What you should do =>
Copy out only the span from the line with "Class, locate every instance of the green dome" to the end of the data, both ends kept, word for word.

Entries supplied =>
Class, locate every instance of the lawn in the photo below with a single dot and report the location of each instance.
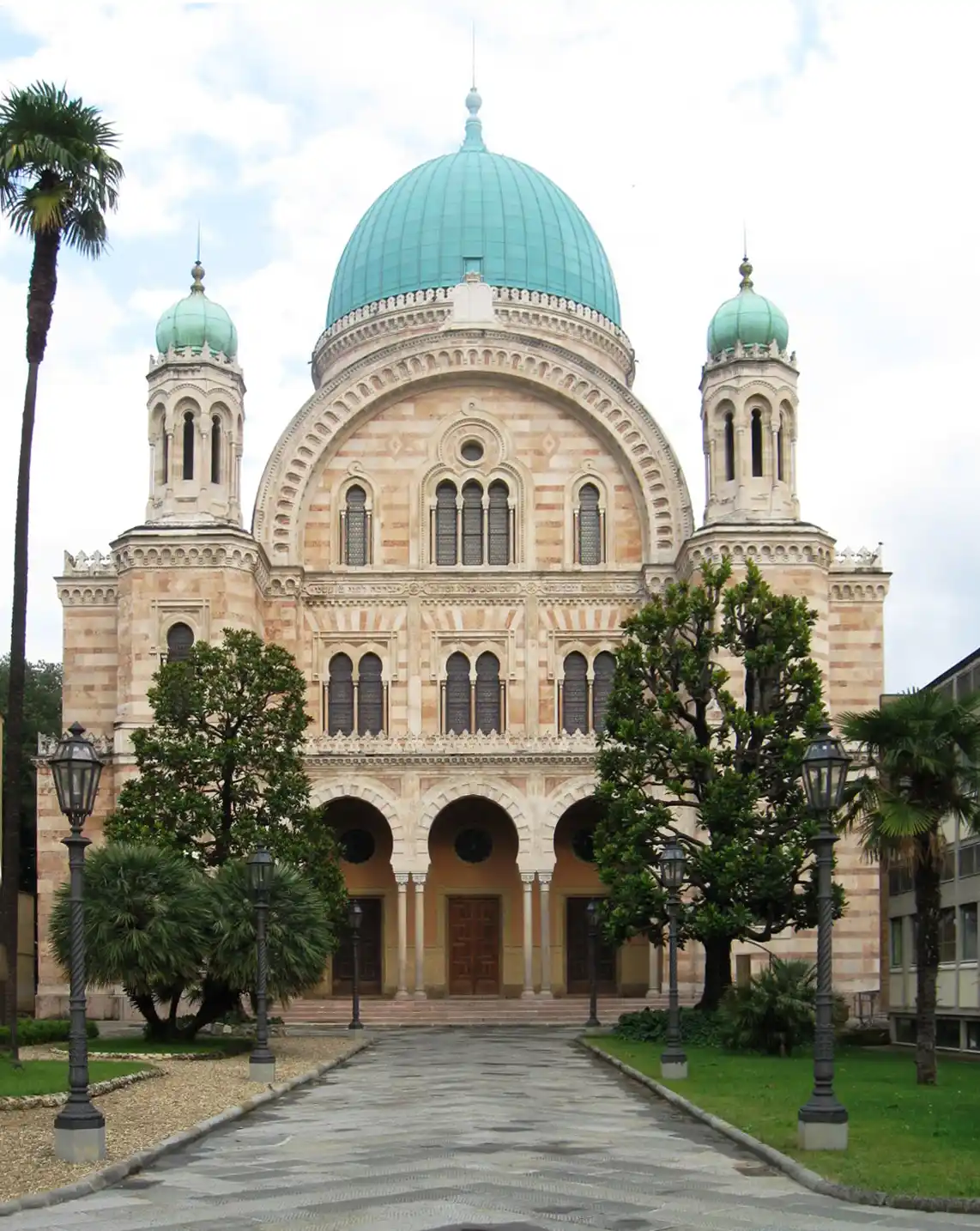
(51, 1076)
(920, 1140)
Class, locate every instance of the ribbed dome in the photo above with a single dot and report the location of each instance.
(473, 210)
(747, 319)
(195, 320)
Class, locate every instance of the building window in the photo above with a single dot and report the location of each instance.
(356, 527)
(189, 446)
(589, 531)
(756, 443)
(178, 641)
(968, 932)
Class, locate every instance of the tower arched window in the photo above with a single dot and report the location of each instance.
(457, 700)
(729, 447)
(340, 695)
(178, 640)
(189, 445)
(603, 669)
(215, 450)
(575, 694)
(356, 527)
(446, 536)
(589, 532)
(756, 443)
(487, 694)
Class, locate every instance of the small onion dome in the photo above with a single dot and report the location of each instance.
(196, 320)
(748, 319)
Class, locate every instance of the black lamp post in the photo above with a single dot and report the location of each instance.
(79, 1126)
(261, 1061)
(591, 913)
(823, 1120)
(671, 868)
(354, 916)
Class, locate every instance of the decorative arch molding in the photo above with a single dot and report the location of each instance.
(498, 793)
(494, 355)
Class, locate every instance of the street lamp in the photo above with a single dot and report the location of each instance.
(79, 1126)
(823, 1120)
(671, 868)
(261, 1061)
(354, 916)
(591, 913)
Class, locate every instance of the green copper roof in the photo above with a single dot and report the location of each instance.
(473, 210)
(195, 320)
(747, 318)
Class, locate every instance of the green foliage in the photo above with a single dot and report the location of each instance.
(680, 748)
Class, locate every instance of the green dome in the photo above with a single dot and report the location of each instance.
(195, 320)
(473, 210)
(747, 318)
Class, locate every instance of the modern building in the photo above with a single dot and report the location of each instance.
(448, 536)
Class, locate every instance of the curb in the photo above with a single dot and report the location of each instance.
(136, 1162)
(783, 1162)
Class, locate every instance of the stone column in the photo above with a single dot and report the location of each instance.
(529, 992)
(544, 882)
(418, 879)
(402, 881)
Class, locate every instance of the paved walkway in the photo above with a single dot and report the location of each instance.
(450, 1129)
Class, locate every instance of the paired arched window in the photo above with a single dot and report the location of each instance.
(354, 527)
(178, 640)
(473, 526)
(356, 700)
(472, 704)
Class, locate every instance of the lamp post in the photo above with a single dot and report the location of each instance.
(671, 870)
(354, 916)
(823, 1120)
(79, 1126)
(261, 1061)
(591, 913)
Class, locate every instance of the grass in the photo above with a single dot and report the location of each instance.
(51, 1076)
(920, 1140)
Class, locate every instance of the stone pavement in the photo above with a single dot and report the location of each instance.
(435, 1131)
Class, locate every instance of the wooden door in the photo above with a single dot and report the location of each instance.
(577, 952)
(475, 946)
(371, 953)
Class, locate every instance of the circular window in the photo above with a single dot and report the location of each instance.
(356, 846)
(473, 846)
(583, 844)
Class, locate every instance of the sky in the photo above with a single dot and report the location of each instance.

Written solution =>
Class, locate every instance of the green dome in the photo above with a single dot and report the location of each instance.
(195, 320)
(473, 210)
(747, 318)
Class, locate every instance of the modern building in the photo above with a single dot and report the location of each instance.
(448, 536)
Class, locate every instance of the curb in the photo above with a single dot and report the location of each instance.
(136, 1162)
(783, 1162)
Class, locate every instance of the stone column in the photo above with a single dot and report the location of each instance.
(529, 992)
(544, 882)
(418, 879)
(402, 881)
Class, locate every instance of the paved walkway in the photo above with a single dot and report the location of each instance.
(450, 1129)
Class, locate every instance of the paired arched window in the photo above with a single dot and report the location of each instance.
(354, 527)
(178, 640)
(473, 526)
(356, 700)
(472, 704)
Class, locate every instance of the lamp post in the photo above with a single dot and report the location of each instance.
(671, 870)
(354, 916)
(823, 1120)
(79, 1126)
(261, 1061)
(591, 913)
Class, locate every instance of the grass in the photo above with a single dot and report the location of each instance.
(51, 1076)
(920, 1140)
Class, locate every instance of the stone pavement in the photo above with a single dot and report the location of each instance.
(435, 1131)
Class, locate every instance of the wooden door in the photo above with a single dot and report the location of each instance.
(577, 952)
(475, 946)
(371, 953)
Class, locate every instance of the circular window in the photo above with a single dot and report the location of each instance.
(356, 846)
(473, 846)
(583, 844)
Class, locate every instance of the sky in the photo above with a single dot and report the location of each instance.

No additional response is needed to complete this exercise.